PROVIDED DATA:
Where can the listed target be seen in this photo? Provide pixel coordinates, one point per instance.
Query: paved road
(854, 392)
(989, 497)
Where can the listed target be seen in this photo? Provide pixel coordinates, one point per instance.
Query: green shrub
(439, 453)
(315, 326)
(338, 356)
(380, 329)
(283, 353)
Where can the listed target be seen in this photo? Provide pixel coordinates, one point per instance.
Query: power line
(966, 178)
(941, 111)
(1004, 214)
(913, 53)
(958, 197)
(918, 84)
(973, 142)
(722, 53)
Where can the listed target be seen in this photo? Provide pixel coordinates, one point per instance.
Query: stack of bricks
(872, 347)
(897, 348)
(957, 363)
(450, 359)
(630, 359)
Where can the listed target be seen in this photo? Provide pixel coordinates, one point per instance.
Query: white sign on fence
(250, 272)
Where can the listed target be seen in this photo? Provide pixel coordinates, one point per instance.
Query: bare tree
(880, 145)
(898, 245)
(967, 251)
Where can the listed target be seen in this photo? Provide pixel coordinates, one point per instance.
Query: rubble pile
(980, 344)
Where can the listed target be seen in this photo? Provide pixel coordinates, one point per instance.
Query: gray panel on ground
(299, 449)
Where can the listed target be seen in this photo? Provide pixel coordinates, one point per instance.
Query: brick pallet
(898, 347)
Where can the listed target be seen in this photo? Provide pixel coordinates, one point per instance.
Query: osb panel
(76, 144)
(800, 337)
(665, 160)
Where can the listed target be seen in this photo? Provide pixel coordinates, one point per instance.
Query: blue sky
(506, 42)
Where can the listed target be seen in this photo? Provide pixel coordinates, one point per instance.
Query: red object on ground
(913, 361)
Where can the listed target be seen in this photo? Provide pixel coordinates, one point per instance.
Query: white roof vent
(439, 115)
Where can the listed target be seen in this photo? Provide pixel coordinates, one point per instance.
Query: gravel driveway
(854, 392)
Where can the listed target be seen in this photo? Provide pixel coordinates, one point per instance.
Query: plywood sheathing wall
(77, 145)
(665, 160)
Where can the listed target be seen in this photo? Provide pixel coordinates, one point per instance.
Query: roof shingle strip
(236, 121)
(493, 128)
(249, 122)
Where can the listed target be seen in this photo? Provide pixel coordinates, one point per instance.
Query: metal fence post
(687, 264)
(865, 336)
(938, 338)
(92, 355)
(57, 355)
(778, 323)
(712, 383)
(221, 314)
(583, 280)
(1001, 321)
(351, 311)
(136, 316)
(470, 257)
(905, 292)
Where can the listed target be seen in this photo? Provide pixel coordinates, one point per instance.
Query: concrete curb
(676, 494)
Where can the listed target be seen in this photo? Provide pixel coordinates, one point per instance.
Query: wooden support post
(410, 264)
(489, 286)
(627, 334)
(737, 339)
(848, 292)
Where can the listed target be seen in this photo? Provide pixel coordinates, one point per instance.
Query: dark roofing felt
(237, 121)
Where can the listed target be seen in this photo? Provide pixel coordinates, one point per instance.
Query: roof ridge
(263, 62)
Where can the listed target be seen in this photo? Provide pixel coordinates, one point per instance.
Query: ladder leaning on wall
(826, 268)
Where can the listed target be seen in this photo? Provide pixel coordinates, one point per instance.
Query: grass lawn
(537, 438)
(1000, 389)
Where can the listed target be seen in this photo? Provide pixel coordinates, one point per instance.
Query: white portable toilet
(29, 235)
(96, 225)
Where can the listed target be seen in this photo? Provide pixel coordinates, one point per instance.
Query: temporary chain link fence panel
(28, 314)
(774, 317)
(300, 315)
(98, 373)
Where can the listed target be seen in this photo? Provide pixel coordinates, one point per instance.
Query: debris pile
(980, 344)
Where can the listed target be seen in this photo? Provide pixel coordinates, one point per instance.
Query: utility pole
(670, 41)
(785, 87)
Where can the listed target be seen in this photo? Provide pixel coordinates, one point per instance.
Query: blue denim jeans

SET EXERCISE: Report every line in the entries that contains the word "white", matching case exactly.

PROBLEM SOLUTION:
Query: white sign on fence
Query: white roof vent
Query: white portable toilet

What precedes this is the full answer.